Estratto selezionato:
◆ ◆ ◆ ◆

I dati provvisori relativi all’indice dei Prezzi al Consumo per le famiglie di operai e impiegati, pubblicati dall’Istat, per il mese di febbraio hanno smentito le aspettative di un rallentamento apprezzabile del tasso di inflazione.
Facendo riferimento all’indice dei “prodotti alimentari e bevande” che guida l’andamento generale della distribuzione grocery, la velocità dei prezzi registrata (ovvero la variazione percentuale mese su mese precedente) è risultata essere dello 0,9%, dando seguito al dato precedente (rivisto) di 1,4% a gennaio.
Pertanto,
se annualizzati, questi due valori corrisponderebbero ad un’inflazione superiore al 12% per l’intero 2023.
Si tratta, evidentemente, di una ipotesi molto pessimista, considerando che nel 2022 il comparto della distribuzione moderna ha dovuto fronteggiare aumenti medi del 14%.

◆ ◆ ◆ ◆

Dati forniti:
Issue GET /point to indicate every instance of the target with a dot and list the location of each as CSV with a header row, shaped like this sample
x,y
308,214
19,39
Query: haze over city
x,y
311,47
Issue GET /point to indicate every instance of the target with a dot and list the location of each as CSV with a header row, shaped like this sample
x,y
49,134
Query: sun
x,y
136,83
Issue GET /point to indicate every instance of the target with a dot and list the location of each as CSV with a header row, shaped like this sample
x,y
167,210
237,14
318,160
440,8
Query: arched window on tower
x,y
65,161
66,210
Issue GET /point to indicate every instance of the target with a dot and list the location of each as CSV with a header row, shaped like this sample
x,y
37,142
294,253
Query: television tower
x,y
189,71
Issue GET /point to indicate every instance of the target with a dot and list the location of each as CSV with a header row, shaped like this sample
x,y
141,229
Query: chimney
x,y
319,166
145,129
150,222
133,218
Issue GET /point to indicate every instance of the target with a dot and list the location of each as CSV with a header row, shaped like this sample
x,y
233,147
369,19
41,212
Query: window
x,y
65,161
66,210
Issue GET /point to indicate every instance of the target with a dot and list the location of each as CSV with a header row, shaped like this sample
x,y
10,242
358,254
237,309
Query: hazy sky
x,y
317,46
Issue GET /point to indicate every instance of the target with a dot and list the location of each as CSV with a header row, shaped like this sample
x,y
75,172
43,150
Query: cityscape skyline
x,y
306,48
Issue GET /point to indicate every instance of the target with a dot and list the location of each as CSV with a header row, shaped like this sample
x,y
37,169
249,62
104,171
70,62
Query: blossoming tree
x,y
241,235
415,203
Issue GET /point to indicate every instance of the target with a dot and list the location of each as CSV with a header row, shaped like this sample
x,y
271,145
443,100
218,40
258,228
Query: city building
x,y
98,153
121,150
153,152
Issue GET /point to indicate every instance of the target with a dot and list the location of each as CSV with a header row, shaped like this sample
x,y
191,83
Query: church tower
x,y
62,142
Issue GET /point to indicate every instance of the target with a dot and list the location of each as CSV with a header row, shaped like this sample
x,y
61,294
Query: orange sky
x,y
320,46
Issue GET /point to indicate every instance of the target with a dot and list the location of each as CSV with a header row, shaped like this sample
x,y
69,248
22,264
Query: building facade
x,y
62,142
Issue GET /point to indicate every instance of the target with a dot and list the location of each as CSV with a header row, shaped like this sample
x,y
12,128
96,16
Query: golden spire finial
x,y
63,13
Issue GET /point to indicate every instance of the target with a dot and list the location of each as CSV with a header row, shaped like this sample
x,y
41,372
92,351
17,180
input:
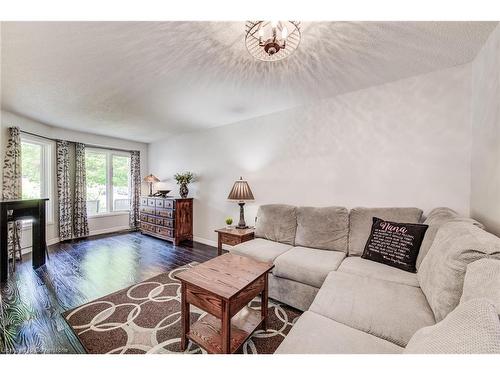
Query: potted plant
x,y
183,179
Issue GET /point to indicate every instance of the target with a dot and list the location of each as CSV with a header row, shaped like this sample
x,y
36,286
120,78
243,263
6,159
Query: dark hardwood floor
x,y
78,272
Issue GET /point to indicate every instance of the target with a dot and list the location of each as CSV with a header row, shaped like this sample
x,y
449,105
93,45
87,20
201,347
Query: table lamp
x,y
241,192
151,179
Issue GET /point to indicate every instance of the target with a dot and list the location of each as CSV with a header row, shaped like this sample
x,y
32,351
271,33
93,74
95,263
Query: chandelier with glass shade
x,y
272,40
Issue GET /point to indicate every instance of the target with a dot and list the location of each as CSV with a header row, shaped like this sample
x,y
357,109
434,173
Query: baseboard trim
x,y
109,230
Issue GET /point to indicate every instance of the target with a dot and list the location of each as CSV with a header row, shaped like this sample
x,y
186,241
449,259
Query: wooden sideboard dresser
x,y
167,218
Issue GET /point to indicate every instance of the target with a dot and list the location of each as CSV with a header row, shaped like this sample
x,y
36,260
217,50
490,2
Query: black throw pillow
x,y
394,244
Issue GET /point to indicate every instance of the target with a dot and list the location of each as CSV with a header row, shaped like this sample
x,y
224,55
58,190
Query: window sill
x,y
106,214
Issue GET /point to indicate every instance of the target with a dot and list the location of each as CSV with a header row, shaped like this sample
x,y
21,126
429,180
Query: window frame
x,y
110,211
47,171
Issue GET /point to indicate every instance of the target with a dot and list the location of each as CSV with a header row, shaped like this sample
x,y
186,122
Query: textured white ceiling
x,y
146,80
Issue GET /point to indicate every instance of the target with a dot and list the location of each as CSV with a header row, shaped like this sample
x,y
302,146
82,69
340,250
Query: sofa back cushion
x,y
441,274
435,219
361,219
324,228
482,280
277,222
472,328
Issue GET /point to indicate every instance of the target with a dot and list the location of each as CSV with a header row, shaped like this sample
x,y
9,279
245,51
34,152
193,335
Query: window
x,y
108,181
36,167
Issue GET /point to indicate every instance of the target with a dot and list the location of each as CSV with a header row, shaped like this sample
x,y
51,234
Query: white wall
x,y
405,143
97,225
485,182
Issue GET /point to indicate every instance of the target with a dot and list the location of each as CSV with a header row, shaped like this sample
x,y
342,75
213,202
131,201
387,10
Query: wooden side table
x,y
233,236
223,287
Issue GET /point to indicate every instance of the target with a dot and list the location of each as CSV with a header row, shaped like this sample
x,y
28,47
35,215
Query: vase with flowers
x,y
183,179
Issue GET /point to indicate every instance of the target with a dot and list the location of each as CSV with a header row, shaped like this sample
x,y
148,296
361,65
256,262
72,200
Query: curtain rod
x,y
86,144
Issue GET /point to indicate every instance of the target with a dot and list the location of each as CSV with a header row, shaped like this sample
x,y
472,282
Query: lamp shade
x,y
241,191
151,178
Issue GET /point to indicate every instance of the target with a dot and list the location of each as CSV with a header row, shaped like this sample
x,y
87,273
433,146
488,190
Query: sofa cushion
x,y
394,244
315,334
322,228
277,222
482,280
360,223
364,267
441,274
435,219
308,266
260,249
293,293
388,310
472,328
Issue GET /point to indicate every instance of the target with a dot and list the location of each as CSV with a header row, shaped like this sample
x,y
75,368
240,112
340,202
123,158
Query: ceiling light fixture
x,y
272,40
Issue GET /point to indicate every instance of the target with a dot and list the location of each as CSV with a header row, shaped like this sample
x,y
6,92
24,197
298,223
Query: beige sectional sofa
x,y
354,305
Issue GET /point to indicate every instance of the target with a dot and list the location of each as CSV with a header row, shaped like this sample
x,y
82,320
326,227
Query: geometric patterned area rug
x,y
145,318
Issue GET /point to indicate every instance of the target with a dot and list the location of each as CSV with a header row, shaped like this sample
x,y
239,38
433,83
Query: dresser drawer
x,y
148,227
164,222
165,232
148,210
165,213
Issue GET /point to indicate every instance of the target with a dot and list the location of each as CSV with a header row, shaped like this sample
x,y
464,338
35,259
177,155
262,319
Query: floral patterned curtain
x,y
135,193
80,221
12,177
64,191
11,184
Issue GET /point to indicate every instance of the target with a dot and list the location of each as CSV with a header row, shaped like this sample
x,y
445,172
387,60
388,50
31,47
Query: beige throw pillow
x,y
472,328
441,274
482,279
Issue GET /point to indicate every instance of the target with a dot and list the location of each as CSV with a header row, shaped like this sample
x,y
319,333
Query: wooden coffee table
x,y
223,287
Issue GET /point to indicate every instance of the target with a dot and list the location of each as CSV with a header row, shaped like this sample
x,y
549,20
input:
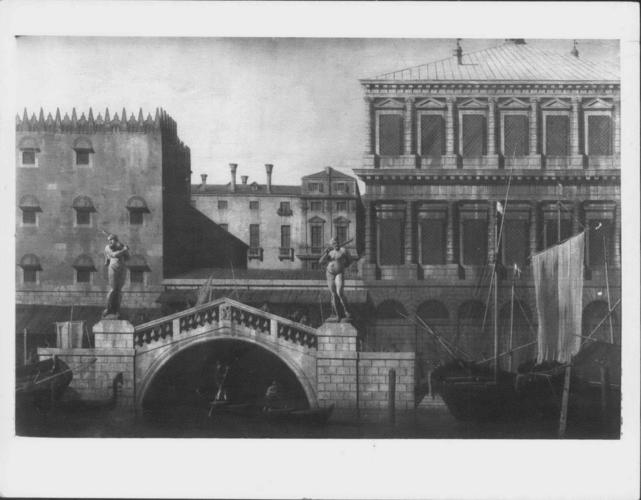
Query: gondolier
x,y
338,260
116,254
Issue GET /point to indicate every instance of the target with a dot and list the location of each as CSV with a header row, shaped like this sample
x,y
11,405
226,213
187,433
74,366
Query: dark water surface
x,y
190,422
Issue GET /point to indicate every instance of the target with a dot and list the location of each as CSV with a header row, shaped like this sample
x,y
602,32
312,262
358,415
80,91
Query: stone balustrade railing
x,y
222,310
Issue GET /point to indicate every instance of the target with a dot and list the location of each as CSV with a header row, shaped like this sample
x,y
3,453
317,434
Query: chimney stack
x,y
268,168
232,168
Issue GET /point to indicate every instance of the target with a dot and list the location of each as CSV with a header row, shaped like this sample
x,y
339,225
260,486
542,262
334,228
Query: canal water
x,y
190,422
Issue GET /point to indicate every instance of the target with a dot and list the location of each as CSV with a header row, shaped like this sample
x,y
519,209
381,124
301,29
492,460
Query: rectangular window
x,y
136,276
557,135
551,231
28,157
599,135
135,218
82,157
341,233
474,242
317,238
473,135
432,135
432,241
30,275
600,242
390,135
83,276
29,217
515,135
83,218
254,235
391,241
515,242
285,237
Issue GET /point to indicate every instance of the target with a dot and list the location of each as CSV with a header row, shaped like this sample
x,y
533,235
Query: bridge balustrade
x,y
225,310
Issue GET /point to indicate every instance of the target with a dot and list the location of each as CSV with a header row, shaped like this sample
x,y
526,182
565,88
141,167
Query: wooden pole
x,y
563,419
391,396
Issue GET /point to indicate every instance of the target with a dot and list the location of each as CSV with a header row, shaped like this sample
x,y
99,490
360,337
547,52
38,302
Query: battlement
x,y
89,125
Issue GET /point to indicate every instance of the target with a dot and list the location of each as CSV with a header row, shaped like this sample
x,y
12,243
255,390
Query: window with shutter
x,y
390,138
473,135
432,135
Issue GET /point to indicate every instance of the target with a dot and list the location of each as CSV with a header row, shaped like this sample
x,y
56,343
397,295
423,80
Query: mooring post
x,y
391,394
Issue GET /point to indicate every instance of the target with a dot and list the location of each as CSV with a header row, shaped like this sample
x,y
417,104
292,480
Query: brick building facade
x,y
443,144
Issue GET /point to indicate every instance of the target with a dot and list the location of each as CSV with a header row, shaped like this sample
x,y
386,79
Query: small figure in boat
x,y
274,396
338,260
220,376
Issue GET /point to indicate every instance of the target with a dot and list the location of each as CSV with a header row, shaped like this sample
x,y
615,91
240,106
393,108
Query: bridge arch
x,y
301,365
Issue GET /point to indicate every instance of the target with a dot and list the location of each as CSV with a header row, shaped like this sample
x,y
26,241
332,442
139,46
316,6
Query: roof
x,y
246,190
326,172
507,62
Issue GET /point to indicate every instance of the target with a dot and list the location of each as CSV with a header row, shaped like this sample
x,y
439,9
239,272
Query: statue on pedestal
x,y
338,260
116,253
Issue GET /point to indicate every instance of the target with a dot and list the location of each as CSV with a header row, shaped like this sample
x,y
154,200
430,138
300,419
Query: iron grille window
x,y
557,135
515,135
514,242
599,135
474,242
432,241
254,235
390,135
391,241
599,242
317,238
432,135
285,236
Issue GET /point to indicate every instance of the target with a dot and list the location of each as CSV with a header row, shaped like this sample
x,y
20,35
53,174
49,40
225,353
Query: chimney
x,y
268,168
232,168
575,51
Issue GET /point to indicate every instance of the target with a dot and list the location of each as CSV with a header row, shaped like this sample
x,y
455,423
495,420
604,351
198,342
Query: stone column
x,y
409,148
450,233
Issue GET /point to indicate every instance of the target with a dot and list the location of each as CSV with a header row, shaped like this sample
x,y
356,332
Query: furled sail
x,y
558,282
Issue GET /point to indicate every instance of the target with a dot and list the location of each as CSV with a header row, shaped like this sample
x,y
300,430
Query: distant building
x,y
79,178
444,143
286,227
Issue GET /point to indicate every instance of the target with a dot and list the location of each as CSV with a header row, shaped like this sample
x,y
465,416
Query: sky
x,y
294,102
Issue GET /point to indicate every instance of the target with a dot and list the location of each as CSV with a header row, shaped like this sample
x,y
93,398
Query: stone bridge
x,y
325,361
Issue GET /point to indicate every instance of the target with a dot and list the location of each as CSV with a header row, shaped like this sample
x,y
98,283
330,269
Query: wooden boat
x,y
39,385
92,405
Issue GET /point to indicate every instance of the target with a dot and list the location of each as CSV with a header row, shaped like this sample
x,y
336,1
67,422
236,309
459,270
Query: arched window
x,y
137,207
84,208
137,268
84,152
432,310
390,309
30,207
84,268
30,265
28,152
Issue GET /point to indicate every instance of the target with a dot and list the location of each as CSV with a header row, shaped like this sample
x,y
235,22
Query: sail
x,y
558,282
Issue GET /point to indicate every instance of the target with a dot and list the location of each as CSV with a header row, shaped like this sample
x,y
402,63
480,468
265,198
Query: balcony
x,y
255,253
285,253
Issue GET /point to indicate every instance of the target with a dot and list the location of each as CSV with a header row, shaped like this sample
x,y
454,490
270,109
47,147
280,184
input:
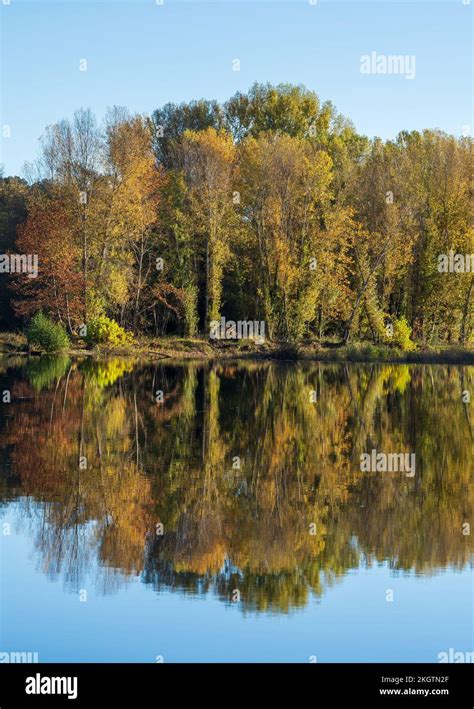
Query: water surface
x,y
228,518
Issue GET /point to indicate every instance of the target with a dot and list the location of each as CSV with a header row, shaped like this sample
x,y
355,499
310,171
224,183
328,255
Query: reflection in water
x,y
246,477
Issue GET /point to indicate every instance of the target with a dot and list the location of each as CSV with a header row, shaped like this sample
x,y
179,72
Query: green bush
x,y
105,331
46,334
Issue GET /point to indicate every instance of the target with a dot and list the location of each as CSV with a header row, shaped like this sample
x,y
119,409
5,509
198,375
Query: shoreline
x,y
13,344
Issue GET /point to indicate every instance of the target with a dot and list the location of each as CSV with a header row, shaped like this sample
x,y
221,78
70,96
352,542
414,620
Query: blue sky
x,y
142,55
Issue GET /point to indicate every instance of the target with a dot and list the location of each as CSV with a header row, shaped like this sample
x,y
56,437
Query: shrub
x,y
105,331
46,334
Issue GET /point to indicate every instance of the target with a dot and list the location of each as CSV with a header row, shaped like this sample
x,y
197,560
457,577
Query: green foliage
x,y
46,334
402,335
105,331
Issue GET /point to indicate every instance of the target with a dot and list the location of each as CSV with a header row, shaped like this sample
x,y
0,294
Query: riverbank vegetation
x,y
269,207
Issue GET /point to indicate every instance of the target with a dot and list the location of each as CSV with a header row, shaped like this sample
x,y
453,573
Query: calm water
x,y
231,521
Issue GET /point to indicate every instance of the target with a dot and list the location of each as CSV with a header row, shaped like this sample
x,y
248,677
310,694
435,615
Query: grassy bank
x,y
197,348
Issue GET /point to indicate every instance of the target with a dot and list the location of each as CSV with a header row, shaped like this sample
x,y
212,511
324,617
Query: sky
x,y
142,54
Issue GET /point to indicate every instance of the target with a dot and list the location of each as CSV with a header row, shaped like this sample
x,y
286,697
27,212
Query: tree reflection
x,y
245,478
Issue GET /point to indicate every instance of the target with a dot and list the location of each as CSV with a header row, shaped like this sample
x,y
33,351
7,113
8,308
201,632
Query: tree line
x,y
268,207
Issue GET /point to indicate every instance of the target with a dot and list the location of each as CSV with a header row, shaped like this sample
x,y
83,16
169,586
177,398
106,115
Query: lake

◆ ◆ ◆ ◆

Istruzioni:
a - Indica quante righe dei record contengono la stringa "ceiling", distinguendo tra maiuscole e minuscole, e scrivi soltanto il numero.
b - Prosegui il testo sull'inflazione a partire dalla sua ultima frase.
I record non hanno alcun legame con il testo sull'inflazione.

Risposte per compito:
a - 2

b -
Ne discende che, mantenendo la progressione descritta nel grafico a barre che delinea un “atterraggio” su un tasso dello 0,2%
a fine anno, l’inflazione tendenziale (mese su mese corrispondente) risulterebbe del 7,4% a dicembre 2023.
È bene ripetere che, in questo caso, non si tratta di una previsione ma di una semplice ipotesi descrittiva che può essere corretta verso l’alto o verso il basso a seconda dei giudizi soggettivi di ciascun operatore. Potremmo aggiungere che, a fronte delle pessime performance di esperti, guru, econometrici, non esiste un modello che possa prevedere l’andamento dei prezzi (tranne quando sono quasi statici!).
A corredo di quanto detto, si può aggiungere che
la crescita dei prezzi osservata non riguarda l’ Italia in particolare, ma caratterizza tutte le economie della nostra Unione Europea e anche degli Stati Uniti e del Regno Unito.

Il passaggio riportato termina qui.